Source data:
● ● ● ● ● ● ●

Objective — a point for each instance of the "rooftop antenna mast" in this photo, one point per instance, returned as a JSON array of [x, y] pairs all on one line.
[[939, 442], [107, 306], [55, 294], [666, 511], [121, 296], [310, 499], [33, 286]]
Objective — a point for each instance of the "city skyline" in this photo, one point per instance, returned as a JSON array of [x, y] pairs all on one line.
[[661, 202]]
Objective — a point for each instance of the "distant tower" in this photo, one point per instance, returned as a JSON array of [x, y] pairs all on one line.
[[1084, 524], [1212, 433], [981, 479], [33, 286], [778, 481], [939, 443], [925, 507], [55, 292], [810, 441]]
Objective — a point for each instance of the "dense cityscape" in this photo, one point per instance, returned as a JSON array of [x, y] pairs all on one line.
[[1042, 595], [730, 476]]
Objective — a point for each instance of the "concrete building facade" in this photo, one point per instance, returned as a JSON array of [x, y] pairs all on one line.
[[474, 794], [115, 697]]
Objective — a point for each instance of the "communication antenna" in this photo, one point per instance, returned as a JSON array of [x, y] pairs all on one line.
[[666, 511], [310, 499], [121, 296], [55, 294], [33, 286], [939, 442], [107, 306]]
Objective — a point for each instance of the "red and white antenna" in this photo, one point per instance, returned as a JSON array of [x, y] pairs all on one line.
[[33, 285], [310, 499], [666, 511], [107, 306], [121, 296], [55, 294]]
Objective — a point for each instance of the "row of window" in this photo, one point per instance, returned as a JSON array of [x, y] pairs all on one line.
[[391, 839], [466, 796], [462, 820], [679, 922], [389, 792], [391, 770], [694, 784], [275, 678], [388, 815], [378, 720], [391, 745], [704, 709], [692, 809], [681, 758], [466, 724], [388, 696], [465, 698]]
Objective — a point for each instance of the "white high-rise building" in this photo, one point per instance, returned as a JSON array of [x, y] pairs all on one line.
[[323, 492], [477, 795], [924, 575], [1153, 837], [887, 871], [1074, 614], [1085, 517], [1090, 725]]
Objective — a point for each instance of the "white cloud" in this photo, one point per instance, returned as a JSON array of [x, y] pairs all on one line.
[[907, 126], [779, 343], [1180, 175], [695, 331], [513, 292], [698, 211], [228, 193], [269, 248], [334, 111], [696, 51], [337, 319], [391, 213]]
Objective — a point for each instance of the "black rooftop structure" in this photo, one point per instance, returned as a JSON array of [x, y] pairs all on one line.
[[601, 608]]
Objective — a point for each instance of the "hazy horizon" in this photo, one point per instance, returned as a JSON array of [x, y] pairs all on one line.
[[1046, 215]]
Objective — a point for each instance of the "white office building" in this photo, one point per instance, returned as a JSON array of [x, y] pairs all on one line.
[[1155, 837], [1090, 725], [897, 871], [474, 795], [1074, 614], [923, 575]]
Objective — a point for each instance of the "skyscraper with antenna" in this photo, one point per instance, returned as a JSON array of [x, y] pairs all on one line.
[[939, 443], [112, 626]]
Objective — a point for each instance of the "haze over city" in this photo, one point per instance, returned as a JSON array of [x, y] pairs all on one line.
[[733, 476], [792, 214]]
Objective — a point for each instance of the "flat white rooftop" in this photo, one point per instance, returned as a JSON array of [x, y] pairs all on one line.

● ● ● ● ● ● ●

Your task is to repeat the entries exactly.

Objective — a point for each instance of the "rooftop antenna mast" in this photo, one point per instance, returned as a JSON array of [x, y] pairs all on one line.
[[939, 442], [107, 306], [55, 294], [666, 511], [121, 296], [310, 499], [33, 286]]
Objective — a point for each instance of the "city skyline" in this photo, one point per instance, returned as a JSON array of [x, y] pairs all on one line.
[[661, 202]]
Objective — a point for each instance of the "distant tower" in this photo, one point per instance, returned as a JSON array of [x, y] pairs all on one line.
[[1084, 524], [1212, 433], [981, 479], [33, 286], [778, 481], [939, 443], [925, 507], [55, 292], [810, 441]]
Objective — a point for each instance of the "dense cityscape" in this photo, one point per instance, returned as a JSON array of [x, y] pairs all on one line.
[[1042, 595], [730, 476]]
Objective — a point for each instance of the "concrete building facade" in this photo, one point per instance, returned as a JSON array of [x, y] pairs all on one line.
[[474, 794], [115, 697]]
Objective — a point for each instance of the "communication antenna" in this photo, one point per instance, returned as a JSON array of [x, y] pairs all on one line.
[[666, 511], [310, 499], [121, 296], [55, 294], [33, 286], [939, 442], [107, 306]]
Objective — a point for each instance of the "red and white antenna" in this photo, one point per instance, returned as a JSON array of [x, y] pairs all on one line.
[[33, 285], [310, 499], [666, 511], [107, 306], [121, 296], [55, 294]]
Objective — a point for each instance of the "row of window" in this photo, one point per instance, returned as a JSON array of [x, y] pairs all on one line.
[[391, 839], [466, 796], [462, 820], [679, 922], [389, 792], [391, 770], [694, 784], [275, 678], [388, 815], [378, 720], [391, 745], [704, 709], [692, 809], [681, 758], [466, 724], [388, 696], [465, 698]]
Objective — a point for each instance of the "white high-rise building" in this photo, one point per instance, returned as a JSON array of [x, y] pairs all on one line.
[[323, 492], [477, 795], [924, 575], [1153, 837], [887, 871], [1074, 614], [1085, 517], [1090, 725]]
Objective — a point for each instance of the "white cloud" in this photo, one point per instance, returned as a JSON array of [x, y] pairs all on one line.
[[907, 126], [779, 343], [1180, 175], [695, 331], [513, 292], [698, 211], [228, 193], [269, 248], [334, 111], [696, 51], [337, 319], [391, 213]]
Objective — a point for each instance of the "black rooftop structure" in this photo, one point per instance, returned as a JSON array of [x, y] pairs all on one line.
[[601, 608]]
Objective — a point for each instance of the "hazy horizon" in this photo, one point per instance, returned as a JSON array of [x, y] pairs all on one line.
[[1046, 215]]
Objective — a point for each instance of the "white office building" in this photo, one point per instance, returned as a JSON array of [x, y] pairs all on one line.
[[1155, 837], [1090, 725], [897, 871], [474, 795], [1074, 614], [923, 575]]
Objective — a point for each instance of the "skyscraper with antenna" in this photo, one point per instance, returned as a JSON array of [x, y] pairs all on one line.
[[939, 443], [112, 626]]
Objective — a point for each instance of the "haze over city" in this photo, one point per instance, returned as a JSON array of [x, y] pairs all on one line.
[[733, 476], [792, 214]]
Objective — a point for each instance of the "flat white rooftop" in this photo, one point per instance, returned as a JSON array of [x, y] pairs all on one line.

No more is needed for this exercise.